TEXTE SOURCE —
===============
À la défense du touriste
On était sacré penseur quand on méprisait le bourgeois et le touriste. Le bourgeois a été réhabilité, mais le touriste a conservé ses stigmates. Pourtant, qui de nos jours est en droit d'affirmer qu'il n'a pas été, qu'il n'est pas et qu'il ne sera jamais touriste? Comment expliquer que cet alter ego de chacun d'entre nous, ce sauveur des musées, ce créateur d'emplois dans l'hôtellerie et l'industrie aéronautique, cet apôtre de la fraternité universelle et de la paix, comment expliquer que cet Ulysse moderne ait toujours si mauvaise presse?
Alfred de Vigny, dans un poème que lui inspirèrent les premiers chemins de fer, l'a d'abord présenté comme, un être «plongé dans un calcul silencieux et froid».
Adieu, voyages lents, bruits lointains qu'on écoute,
Le rire du passant, les retards de l'essieu,
Les détours imprévus des pentes variées,
Un ami rencontré, les heures oubliées,
L'espoir d'arriver tard dans un sauvage lieu.
La distance et le temps sont vaincus. La science
Trace autour de la terre un chemin triste et droit.
Le Monde est rétréci par notre expérience
Et l'équateur n'est plus qu'un anneau trop étroit.
Plus de hasard. Chacun glissera sur sa ligne
Immobile au seul rang que le départ assigne,
Plongé dans un calcul silencieux et froid.
C'est ainsi qu'Alfred de Vigny accueillit le chemin de fer dont on peut dire qu'il fut avec le bateau à vapeur le créateur du touriste. Le touriste n'aime pas l'aventure, lira-t-on ensuite. Il exige d'arriver à l'heure dans un lieu civilisé. Il souille les paysages qu'il fréquente, il introduit la masse et le divertissement dans des lieux dont seul le voyageur solitaire peut découvrir le caractère sacré. «Le voyageur travaillait à quelque chose; le touriste est en quête de plaisir. Actif, le voyageur partait avec énergie à la recherche de gens, d'aventures, d'expériences. Passif, le touriste attend que se produisent les choses intéressantes. Il va voir les curiosités (en anglais: sight-seeing, expression créée à peu près en même temps puisqu'on la relève pour la première fois en 1847).»
C'est l'américain Daniel Boorstin qui écrit ces choses dans un classique, L'image, paru au début de la décennie 1960. Le même Boorstin est l'auteur d'une distinction entre le peuple et la masse: le peuple crée sa musique, ses danses, ses fêtes, la masse les subit. On organise tout pour elle. Par où l'on voit que le voyageur sort du peuple et que le touriste appartient à la masse.
===============
EXTRAITS DE DONNÉES —
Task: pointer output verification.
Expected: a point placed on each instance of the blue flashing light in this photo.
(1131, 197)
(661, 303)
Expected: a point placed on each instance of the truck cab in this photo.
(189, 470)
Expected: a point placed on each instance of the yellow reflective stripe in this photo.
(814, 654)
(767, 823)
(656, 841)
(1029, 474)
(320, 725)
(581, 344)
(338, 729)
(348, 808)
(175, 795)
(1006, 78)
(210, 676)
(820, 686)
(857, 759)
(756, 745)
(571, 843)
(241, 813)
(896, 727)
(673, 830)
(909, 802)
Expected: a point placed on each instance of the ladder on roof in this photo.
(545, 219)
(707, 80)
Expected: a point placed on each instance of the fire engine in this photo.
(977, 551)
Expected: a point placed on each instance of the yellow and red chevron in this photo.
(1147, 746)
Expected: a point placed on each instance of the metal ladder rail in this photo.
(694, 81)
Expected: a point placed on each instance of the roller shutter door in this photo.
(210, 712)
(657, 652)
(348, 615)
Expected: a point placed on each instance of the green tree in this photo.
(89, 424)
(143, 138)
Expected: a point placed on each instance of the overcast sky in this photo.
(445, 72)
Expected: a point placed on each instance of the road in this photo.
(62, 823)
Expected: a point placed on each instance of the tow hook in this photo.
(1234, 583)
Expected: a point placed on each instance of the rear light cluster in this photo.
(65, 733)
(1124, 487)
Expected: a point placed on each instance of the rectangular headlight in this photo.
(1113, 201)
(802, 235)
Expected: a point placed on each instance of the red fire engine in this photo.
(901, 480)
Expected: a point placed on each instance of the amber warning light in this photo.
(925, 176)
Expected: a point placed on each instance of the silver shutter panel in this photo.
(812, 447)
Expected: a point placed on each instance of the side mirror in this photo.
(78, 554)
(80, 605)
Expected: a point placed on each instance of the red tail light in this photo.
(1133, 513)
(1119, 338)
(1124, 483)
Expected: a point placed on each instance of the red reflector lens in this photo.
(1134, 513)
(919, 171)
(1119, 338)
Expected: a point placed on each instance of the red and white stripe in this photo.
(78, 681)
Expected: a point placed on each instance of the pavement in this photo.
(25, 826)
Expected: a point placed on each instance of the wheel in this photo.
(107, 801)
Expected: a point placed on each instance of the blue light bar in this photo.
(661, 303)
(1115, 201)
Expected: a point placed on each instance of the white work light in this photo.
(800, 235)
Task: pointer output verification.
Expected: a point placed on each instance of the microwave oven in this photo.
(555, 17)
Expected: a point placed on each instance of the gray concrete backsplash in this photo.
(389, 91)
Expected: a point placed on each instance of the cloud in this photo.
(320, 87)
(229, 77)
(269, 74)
===============
CONSIGNES —
#1 Expliquez en une à trois phrases pourquoi, d'après le texte, il est surprenant que le touriste ait toujours si mauvaise presse.
#2 Recopiez le passage du texte qui commence aux mots « Adieu, voyages lents, bruits » et s'arrête après les mots « triste et droit. ».

CORRIGÉ —
#1 Personne aujourd'hui ne peut affirmer n'avoir jamais été, ne pas être et ne jamais devoir être touriste : le touriste est l'alter ego de chacun d'entre nous. De plus, il sauve les musées, crée des emplois dans l'hôtellerie et l'industrie aéronautique, et se fait l'apôtre de la fraternité universelle et de la paix.

#2
Adieu, voyages lents, bruits lointains qu'on écoute,
Le rire du passant, les retards de l'essieu,
Les détours imprévus des pentes variées,
Un ami rencontré, les heures oubliées,
L'espoir d'arriver tard dans un sauvage lieu.
La distance et le temps sont vaincus. La science
Trace autour de la terre un chemin triste et droit.